» Work to do:
[1] Translate this sentence from the review of the James Bond exhibition into Spanish: "It’s amusing to learn that, in 1954, Ian Fleming sold the television rights to Casino Royale to CBS for a mere $1,000."
[2] According to the review of the James Bond exhibition, who designed the exhibition?
[3] Pick up the review of the James Bond exhibition where it stops and write its next few sentences.

» Selected text:

__________________________________________________

2016-08-29

Sculpture of a nearly naked, gold-painted woman on a slowly rotating circular bed from ‘Goldfinger’ (1964) (all photos by the author for Hyperallergic unless indicated otherwise)

PARIS — James Bond, 007 the Exhibition provides just enough ludicrous, louche swagger to fill hard-living, hard-killing art stars with envy. The suave, swashbuckling, cocktail-sipping superspy 007 has been a cultural sensation, deflating diabolical ambitions for world destruction while savoring strange and lusty interludes, for over half a century.

This hot menagerie, occupying the Grande Halle of La Villette, has everything: a daunting black tunnel leads to a multisensory experience of sizzling stars, glamorous costumes, chic Pussy Galore, eye-spinning special effects, tricked-out fast cars, macho music licks, depraved casino kitsch, ostentatious villain quarters, astute art illustrations, tacky Honey Ryder, exotic neocolonial locations, transformer weaponry, jaw-dropping stunts, and all sorts of futuristic gadgetry. The whole spread, designed by Ab Rogers, sweeps you along a half-century history of stud style, from the Aston Martin DB10 and Q’s (Ben Whishaw) personalized laptop from Spectre to Ursula Andress’s white bikini from Dr. No and Daniel Craig’s blue swimming trunks.

Jaws’s teeth from ‘The Spy Who Loved Me’ (© 1977 Danjaq, LLC and United Artists Corporation; all rights reserved)

A prop bomb from ‘Casino Royale’ (2006)

In the many 007 film clips sprinkled around the show, I noticed that Bond’s trials and tribulations shuffle between a stylized, modernist naturalism and wild, flagrant artifice. The inclusion of artifacts like Ken Adam’s preliminary drawings of many of the memorable Bond film sets and the studio makeup sketch of Jaws’s teeth from The Spy Who Loved Me offer a peek at where the series’ devious creative process starts. Other outstanding articles that verge on art are the silver cast of Jaws’s teeth, Francisco Scaramanga’s golden pistol from The Man with the Golden Gun (1974), the six screens streaming opening title sequences from various Bond films (where I noticed most everything moving at a Thai chi pace), two low-tech prop bombs, two Octopussy drawings, and the kinky, life-size sculpture of the nearly naked, gold-painted woman lying on a slowly rotating bed from Goldfinger. This is Goldfinger’s famous victim of epidermal suffocation, who still holds a firm place in libido culture. On the other hand, the exhibition’s “Casino Room” is all about high-stakes, gooey glamor and dazzling, daft costumes. Savile Row tailor Anthony Sinclair’s beautifully structured suits, which Sean Connery’s Bond wore, are placed in a hilarious room of mirrors reflecting a plethora of glitzy chandeliers suited for Trump Tower-type baleful haughtiness.

Ken Adam’s concept art for the laser table (© 1964 Danjaq, LLC & United Artists Corporation; all rights reserved) (click to enlarge)

The result of all this overstimulation is an uneven show with a shadier side that’s ripe for mocking. This is part of the fun of a series that strives to lift the lid on the male id. It’s amusing to learn that, in 1954, Ian Fleming sold the television rights to Casino Royale to CBS for a mere $1,000. And that John F. Kennedy, when he met Fleming at a dinner party in 1960, asked him about overthrowing Fidel Castro. (Kennedy listed From Russia with Love, which became the second Bond movie, as one of his 10 favorite books in a LIFE interview in 1961, helping to launch Bond’s success in the US.) Accepting (or not) Fleming’s pernicious pretentiousness is all a matter of initiation and taste.

__________________________________________________

(Pointing data)
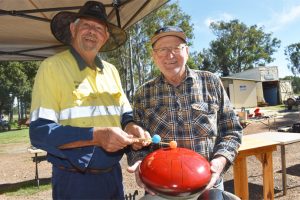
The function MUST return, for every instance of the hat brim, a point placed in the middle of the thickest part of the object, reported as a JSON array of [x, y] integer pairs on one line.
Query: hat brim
[[170, 33], [60, 28]]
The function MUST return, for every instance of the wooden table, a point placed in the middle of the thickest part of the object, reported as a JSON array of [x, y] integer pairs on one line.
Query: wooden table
[[262, 149], [283, 138], [36, 152]]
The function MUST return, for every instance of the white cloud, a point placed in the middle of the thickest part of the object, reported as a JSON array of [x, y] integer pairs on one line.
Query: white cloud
[[283, 19], [222, 17]]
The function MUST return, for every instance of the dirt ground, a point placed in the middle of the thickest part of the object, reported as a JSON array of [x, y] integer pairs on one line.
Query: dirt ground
[[17, 168]]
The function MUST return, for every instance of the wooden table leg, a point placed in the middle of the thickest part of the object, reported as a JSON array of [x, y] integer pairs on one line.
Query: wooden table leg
[[268, 180], [283, 169], [241, 178]]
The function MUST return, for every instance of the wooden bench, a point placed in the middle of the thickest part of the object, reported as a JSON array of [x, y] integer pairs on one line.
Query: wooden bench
[[36, 151]]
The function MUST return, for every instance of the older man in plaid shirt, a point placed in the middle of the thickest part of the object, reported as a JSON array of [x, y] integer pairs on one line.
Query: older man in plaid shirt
[[188, 106]]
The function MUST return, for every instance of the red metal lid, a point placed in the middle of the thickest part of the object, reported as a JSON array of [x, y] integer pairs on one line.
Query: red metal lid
[[175, 172]]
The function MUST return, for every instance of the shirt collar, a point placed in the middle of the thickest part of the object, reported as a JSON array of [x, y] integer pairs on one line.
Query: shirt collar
[[81, 63], [190, 75]]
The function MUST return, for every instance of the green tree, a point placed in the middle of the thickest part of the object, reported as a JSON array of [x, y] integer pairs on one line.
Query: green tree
[[133, 59], [238, 47], [16, 81], [293, 53]]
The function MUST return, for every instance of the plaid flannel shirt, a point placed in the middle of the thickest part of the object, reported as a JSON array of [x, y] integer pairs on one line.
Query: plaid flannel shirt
[[197, 114]]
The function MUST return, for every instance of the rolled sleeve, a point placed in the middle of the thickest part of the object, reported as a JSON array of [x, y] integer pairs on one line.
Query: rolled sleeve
[[48, 135]]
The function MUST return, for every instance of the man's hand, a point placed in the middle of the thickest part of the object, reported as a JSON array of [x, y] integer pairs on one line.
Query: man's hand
[[135, 169], [216, 167], [111, 139], [138, 132]]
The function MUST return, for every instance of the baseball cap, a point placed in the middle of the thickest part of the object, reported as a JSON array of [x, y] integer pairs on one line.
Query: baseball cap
[[168, 31]]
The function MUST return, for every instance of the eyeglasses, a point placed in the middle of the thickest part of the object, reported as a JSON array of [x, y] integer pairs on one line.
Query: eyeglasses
[[165, 50]]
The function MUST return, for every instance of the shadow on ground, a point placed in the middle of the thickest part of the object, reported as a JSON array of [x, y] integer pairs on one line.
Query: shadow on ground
[[255, 190]]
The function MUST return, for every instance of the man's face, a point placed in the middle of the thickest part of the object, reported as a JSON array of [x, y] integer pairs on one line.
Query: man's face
[[89, 34], [170, 54]]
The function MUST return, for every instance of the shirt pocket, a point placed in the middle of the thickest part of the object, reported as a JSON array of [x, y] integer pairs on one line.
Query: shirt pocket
[[157, 121], [204, 118]]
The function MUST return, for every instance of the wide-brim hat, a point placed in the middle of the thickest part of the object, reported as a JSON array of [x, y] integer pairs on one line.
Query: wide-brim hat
[[168, 31], [60, 25]]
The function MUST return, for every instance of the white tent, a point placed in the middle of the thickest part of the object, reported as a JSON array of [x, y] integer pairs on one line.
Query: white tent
[[25, 24]]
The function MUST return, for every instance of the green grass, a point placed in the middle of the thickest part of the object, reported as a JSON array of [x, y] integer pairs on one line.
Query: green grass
[[28, 189], [14, 136]]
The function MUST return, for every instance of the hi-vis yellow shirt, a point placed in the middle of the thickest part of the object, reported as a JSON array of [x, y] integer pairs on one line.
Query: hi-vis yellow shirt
[[68, 95]]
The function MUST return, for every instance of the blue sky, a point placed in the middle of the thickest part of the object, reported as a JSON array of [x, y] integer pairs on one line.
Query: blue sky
[[279, 17]]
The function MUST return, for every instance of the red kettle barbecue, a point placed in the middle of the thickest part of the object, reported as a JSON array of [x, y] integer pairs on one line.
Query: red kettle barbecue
[[176, 172]]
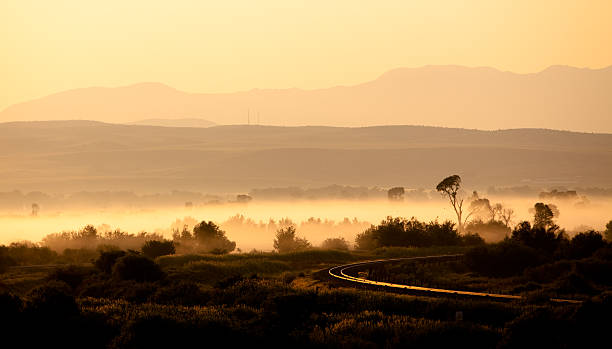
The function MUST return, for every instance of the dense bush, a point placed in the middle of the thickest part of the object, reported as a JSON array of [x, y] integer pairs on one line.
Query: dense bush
[[206, 237], [544, 238], [335, 244], [107, 260], [408, 233], [503, 259], [585, 244], [492, 231], [25, 253], [287, 241], [52, 300], [156, 248], [72, 275], [137, 268]]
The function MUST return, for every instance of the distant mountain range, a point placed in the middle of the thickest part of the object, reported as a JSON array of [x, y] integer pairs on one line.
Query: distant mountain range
[[174, 122], [72, 156], [559, 97]]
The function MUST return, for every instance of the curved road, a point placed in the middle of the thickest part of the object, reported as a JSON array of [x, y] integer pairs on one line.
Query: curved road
[[341, 273]]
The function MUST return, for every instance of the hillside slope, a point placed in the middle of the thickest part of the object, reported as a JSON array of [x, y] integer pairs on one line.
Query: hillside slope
[[559, 97], [67, 156]]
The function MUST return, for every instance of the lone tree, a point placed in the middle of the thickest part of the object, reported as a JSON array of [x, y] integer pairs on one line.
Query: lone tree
[[287, 241], [396, 194], [449, 187], [212, 239], [543, 215]]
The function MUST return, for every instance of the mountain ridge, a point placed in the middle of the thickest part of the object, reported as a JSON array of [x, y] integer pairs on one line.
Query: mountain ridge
[[558, 97]]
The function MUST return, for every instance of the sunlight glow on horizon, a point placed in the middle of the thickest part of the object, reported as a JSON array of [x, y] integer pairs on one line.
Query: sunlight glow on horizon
[[234, 45]]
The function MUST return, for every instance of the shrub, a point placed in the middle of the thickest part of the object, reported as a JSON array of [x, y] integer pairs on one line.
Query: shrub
[[366, 240], [78, 255], [585, 244], [52, 300], [493, 230], [287, 241], [502, 259], [137, 268], [155, 248], [25, 253], [211, 238], [181, 293], [472, 239], [408, 233], [546, 239], [608, 231], [72, 275], [335, 244], [107, 260]]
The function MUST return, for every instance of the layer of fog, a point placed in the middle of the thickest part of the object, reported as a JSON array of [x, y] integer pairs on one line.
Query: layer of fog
[[249, 224]]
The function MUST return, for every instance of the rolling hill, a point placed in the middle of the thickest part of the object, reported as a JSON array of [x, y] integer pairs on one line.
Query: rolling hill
[[69, 156], [559, 97]]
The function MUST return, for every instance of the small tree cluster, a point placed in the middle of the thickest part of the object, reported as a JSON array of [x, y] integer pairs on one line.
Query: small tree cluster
[[287, 241], [335, 244], [410, 233], [157, 248], [206, 237]]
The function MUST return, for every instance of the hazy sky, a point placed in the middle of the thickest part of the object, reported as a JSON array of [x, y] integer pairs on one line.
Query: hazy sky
[[227, 45]]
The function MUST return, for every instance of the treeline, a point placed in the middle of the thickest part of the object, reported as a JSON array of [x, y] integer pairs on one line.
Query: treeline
[[130, 301], [535, 245], [404, 232]]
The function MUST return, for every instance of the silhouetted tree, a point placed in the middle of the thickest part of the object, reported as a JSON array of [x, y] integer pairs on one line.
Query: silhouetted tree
[[608, 231], [243, 198], [450, 187], [543, 215], [35, 209], [541, 238], [156, 248], [396, 194], [506, 216]]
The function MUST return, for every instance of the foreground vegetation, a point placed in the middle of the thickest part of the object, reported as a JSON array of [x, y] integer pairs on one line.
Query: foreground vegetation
[[108, 297]]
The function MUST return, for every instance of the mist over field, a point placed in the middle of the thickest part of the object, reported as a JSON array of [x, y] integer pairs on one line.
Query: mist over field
[[249, 224]]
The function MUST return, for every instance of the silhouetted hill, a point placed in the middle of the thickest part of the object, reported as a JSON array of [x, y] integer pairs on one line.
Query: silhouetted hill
[[452, 96], [85, 155], [175, 122]]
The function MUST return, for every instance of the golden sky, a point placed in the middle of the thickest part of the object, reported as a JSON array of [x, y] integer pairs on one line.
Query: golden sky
[[48, 46]]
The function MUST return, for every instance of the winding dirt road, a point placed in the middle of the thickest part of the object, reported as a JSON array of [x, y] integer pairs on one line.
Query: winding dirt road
[[342, 272]]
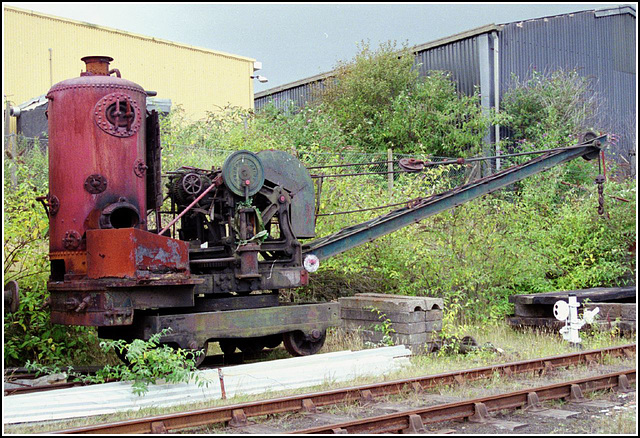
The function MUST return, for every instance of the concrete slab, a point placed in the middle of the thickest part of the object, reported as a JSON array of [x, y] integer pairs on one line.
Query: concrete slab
[[506, 425], [256, 429], [559, 414], [597, 404]]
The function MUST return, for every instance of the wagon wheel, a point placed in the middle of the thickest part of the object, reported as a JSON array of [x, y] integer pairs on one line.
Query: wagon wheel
[[299, 344], [272, 341], [251, 345], [228, 346]]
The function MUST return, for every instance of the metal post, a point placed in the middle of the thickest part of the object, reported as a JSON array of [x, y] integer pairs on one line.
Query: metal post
[[9, 142], [50, 68], [390, 169]]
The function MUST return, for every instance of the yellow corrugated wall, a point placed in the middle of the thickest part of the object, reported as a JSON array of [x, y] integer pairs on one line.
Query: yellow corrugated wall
[[200, 80]]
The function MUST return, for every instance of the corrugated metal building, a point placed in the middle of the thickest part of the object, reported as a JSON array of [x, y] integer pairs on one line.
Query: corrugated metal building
[[599, 43], [41, 50]]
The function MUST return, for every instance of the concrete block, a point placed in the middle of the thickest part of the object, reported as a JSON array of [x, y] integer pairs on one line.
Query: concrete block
[[368, 315], [398, 338], [408, 328], [391, 303]]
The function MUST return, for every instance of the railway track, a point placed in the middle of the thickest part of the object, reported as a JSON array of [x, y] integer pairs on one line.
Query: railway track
[[238, 414], [479, 409]]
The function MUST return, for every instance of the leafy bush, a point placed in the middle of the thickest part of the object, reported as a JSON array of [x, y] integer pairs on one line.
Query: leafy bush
[[28, 333], [380, 102]]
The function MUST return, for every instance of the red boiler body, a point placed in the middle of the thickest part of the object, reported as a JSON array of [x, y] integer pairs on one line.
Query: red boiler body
[[97, 169]]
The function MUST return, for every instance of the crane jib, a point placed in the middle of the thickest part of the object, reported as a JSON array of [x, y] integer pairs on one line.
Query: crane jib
[[356, 235]]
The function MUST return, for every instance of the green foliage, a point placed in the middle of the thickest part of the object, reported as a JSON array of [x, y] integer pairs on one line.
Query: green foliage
[[148, 363], [385, 327], [550, 109], [381, 102], [28, 333]]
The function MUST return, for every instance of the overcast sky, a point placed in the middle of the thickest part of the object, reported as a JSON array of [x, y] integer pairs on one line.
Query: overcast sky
[[295, 41]]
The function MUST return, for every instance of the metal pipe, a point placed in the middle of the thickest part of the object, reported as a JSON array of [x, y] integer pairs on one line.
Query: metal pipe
[[496, 92], [188, 208]]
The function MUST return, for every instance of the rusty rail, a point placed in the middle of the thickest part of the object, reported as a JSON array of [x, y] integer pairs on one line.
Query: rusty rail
[[412, 421], [238, 413]]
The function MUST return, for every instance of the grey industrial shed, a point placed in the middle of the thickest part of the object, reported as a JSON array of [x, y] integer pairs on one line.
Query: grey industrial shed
[[600, 44]]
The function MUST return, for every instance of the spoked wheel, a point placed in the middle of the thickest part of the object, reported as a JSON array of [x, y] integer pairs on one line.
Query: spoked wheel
[[299, 344], [122, 355]]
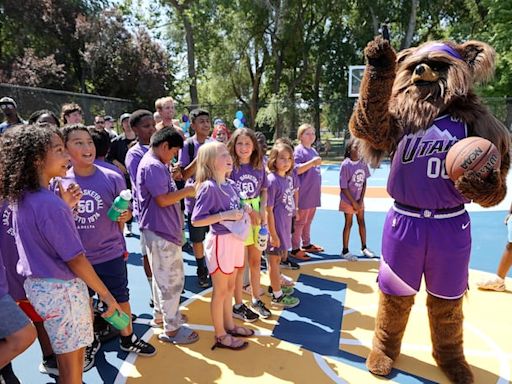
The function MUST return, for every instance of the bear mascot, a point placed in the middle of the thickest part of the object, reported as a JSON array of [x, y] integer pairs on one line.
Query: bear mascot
[[413, 105]]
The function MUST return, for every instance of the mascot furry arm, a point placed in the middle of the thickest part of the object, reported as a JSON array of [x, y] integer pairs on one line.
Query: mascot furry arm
[[396, 99]]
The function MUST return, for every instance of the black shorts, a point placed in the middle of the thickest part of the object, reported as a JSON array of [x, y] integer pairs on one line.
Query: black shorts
[[196, 234]]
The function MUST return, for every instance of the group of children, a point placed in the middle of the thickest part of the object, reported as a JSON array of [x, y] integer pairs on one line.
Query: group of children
[[231, 191]]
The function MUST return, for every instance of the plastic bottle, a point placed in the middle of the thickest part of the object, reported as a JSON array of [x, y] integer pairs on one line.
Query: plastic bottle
[[120, 205], [261, 242], [118, 320]]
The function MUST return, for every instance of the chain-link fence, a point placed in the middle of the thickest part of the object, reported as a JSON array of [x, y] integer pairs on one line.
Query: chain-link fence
[[30, 99]]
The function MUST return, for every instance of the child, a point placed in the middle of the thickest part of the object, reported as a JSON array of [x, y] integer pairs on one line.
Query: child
[[161, 223], [218, 205], [251, 179], [497, 282], [51, 254], [142, 123], [308, 167], [101, 237], [353, 175], [280, 210]]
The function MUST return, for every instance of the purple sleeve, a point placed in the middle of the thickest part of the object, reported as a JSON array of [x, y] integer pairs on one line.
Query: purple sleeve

__________________________________________________

» Answers provided:
[1] Es divertido saber que, en 1954, Ian Fleming vendió los derechos televisivos de Casino Royale a CBS por apenas 1.000 dólares.

[2] Ab Rogers.

[3]
Installation view of the section of ‘James Bond, 007 the Exhibition’ devoted to the Q character and his gadgets

Regardless, 007 the Exhibition delivers stylistic flourishes that don’t always hit their tarty targets. There is a fair amount of whimsical twaddle in the fashionable world on display here that demands no opinion or intellectualization. Indeed, I’ve often had the feeling of being infantilized while watching 007 movies. Bond’s fantastical male style seems so completely cliché, so distant from the goals for my life, that all I can do is glare in astonishment at this phallic panic running amuck. The series’ debauched anti-intellectualism makes me quite queasy. I know that Bond’s sexy style is supposed to make my imagination telescope (especially in the area of the gadgets), but I first have to run a gauntlet of my own suspicions. The style of Bond is sophisticated, elegant, and beautifully tailored narcissism. It makes very little difference that the absurd, pretentiously confident Bond character at times transforms into an endearingly tragicomic buffoon. Particularly in recent years, the 007 films have become self-referential and increasingly mannerist imitations of themselves.

Miniature space suit prototypes by Jacques Fonteray for ‘Moonraker’ (1979) (click to enlarge)

There has always been a campy aspect to Bond’s world, and monster budgets have only heightened this caricature aspect, which increases as the franchise ages. But all along, sassy parodies in every style and medium have been drawing the series’ cheekier aspects out, often becoming more interesting than the 007 movies themselves in the process, as with Cyril Connolly’s short story “Bond Strikes Camp” (1963). But, alas, this icky exhibition only celebrates 007’s serious, slick, straight style, sticking to the conventional canon spanning Dr. No to Skyfall. This ultra-orthodox approach would have benefitted from a more subversive or sarcastic presentation. As is, the only thing that really sticks is the doomed beauty of 1962’s surf rock tinged “James Bond Theme” — dum did-d-dy dum, dum dum dum, dum did-d-dy dum — which plays ad infinitum throughout the show, leaving the visitor neither shaken nor stirred, just numbed.

Scaramanga’s Golden Gun (© 1974 Danjaq, LLC and United Artsts Corporation; all rights reserved)

Six screens playing opening title sequences from various James Bond films

James Bond, 007 the Exhibition continues at the Grande Halle of La Villette (211 Avenue Jean Jaurès, 19th Arrondissement, Paris) through September 4.